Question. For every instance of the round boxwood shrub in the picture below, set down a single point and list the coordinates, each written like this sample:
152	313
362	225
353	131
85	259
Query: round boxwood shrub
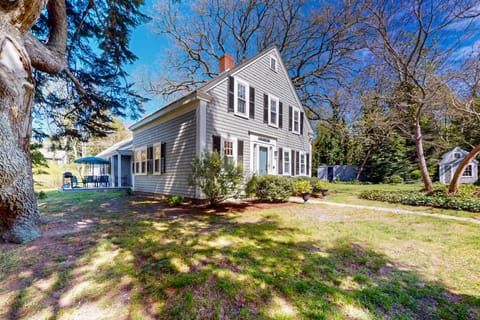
274	188
395	179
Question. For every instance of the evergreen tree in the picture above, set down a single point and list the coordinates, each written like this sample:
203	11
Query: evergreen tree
71	63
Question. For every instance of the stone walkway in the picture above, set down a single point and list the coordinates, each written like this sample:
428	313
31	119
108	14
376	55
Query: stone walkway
390	210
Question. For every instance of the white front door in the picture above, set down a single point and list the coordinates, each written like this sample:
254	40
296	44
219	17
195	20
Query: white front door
263	155
262	161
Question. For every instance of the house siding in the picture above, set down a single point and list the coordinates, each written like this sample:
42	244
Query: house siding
265	81
449	164
179	135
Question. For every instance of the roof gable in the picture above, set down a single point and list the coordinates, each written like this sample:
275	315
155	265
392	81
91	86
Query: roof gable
271	51
449	157
200	93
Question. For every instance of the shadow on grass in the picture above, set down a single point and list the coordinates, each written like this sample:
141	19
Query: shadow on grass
179	265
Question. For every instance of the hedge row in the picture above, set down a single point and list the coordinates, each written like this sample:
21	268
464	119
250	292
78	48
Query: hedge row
278	188
436	200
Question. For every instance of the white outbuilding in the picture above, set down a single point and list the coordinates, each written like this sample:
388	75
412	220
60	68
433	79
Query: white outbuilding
449	163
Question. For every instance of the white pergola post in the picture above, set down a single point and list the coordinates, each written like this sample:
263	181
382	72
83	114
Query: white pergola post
119	170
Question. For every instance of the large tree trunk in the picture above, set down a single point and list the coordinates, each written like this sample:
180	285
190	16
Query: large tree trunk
455	183
364	162
422	164
18	207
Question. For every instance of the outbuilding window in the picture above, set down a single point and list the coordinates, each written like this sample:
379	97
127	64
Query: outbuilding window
468	171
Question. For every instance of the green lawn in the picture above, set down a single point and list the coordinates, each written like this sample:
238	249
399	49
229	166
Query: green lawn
109	255
348	193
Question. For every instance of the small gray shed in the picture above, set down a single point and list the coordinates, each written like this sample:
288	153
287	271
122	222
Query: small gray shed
449	163
338	172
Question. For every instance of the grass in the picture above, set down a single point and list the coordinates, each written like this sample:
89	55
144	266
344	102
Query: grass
121	259
348	193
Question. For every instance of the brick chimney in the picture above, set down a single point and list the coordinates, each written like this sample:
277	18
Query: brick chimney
225	62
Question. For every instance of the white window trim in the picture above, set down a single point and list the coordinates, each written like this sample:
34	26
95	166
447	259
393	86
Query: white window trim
276	63
144	148
293	120
287	150
157	171
234	140
247	98
304	172
471	170
270	98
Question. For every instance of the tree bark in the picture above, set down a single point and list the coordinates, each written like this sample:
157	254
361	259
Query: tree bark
364	162
455	183
18	207
427	181
19	215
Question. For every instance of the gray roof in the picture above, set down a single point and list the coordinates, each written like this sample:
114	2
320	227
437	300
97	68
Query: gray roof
448	157
200	92
124	145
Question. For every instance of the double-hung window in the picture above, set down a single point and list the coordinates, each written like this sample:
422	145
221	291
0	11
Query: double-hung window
157	151
286	162
296	121
140	159
468	171
273	63
273	106
241	97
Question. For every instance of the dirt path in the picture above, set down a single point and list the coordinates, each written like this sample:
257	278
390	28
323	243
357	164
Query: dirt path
390	210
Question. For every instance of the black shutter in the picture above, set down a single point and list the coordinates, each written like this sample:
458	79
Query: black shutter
280	161
297	163
280	115
150	160
216	144
240	152
290	120
301	122
231	97
252	103
307	164
265	108
163	158
292	161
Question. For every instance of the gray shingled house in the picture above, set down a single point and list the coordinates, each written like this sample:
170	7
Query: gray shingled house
250	113
449	163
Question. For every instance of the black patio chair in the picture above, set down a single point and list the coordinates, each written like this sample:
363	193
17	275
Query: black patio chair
87	180
75	182
103	181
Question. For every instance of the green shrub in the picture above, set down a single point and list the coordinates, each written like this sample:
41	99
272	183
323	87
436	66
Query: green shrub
274	188
395	179
216	176
41	195
321	184
437	199
302	186
416	174
174	201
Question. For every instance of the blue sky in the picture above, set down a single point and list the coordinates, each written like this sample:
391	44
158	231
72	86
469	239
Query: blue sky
148	47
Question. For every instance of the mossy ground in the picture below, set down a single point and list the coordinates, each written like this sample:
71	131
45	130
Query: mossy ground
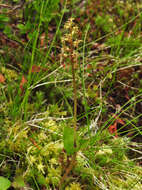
36	94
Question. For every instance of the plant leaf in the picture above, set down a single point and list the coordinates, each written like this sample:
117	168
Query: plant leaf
4	183
2	79
68	139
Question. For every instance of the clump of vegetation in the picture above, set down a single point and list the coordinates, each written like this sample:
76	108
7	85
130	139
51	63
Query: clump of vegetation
70	95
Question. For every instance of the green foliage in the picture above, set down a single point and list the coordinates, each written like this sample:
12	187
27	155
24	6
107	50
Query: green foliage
68	139
4	183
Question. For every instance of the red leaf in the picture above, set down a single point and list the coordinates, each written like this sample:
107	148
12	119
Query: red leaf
120	121
23	81
113	129
2	79
37	69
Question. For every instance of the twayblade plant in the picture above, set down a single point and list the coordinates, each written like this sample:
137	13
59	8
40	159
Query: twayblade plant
69	55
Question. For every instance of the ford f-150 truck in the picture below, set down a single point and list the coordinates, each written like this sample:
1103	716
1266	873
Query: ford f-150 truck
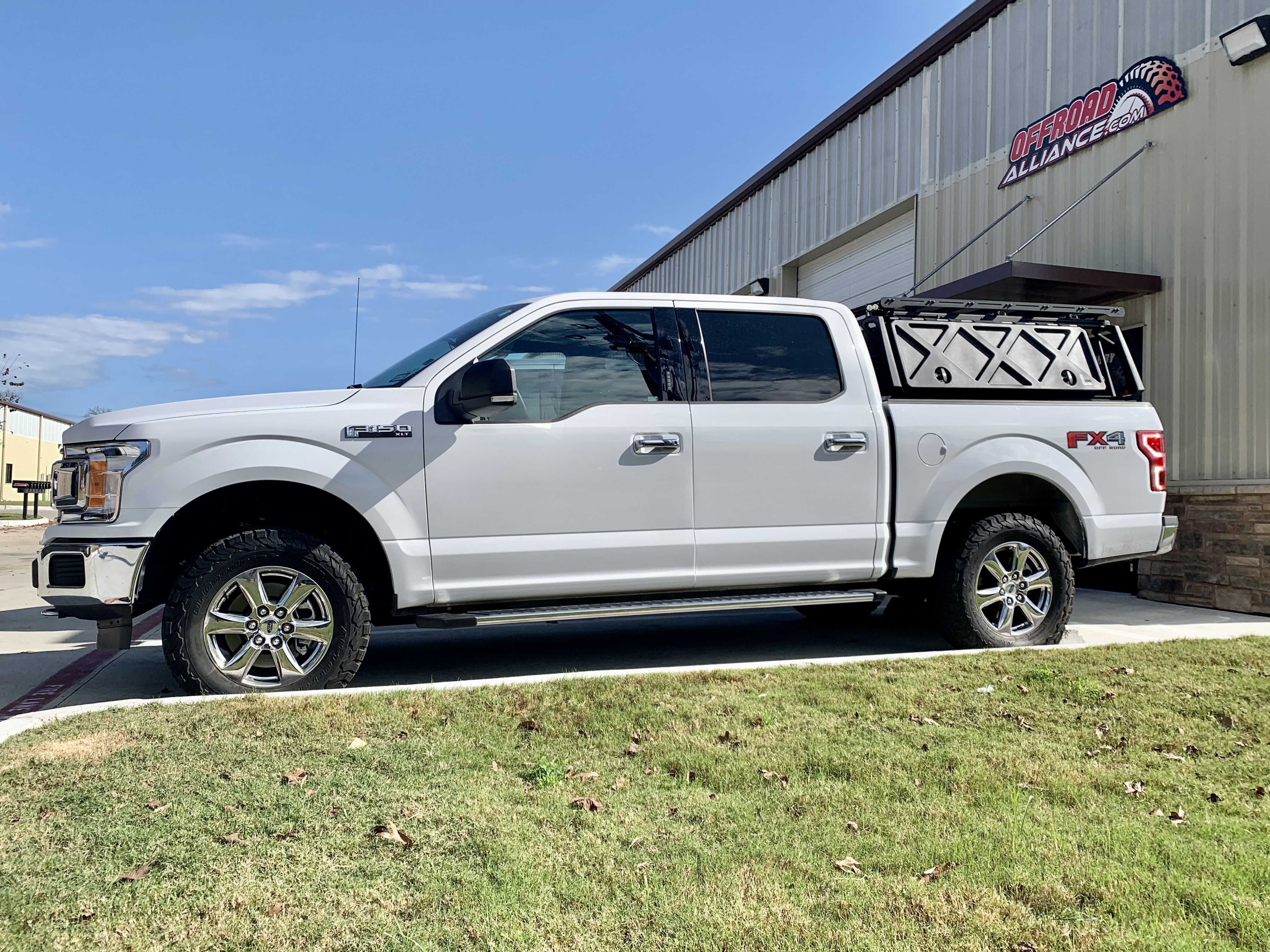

# TASK STATEMENT:
Pull out every line of the material above that contains the string "hung", and copy each of those lines in full.

# EXERCISE OUTPUT:
Question. For every instance of the double-hung window in the picture above, set down a single point and list the coordinates, each written like this sample:
Query: double-hung window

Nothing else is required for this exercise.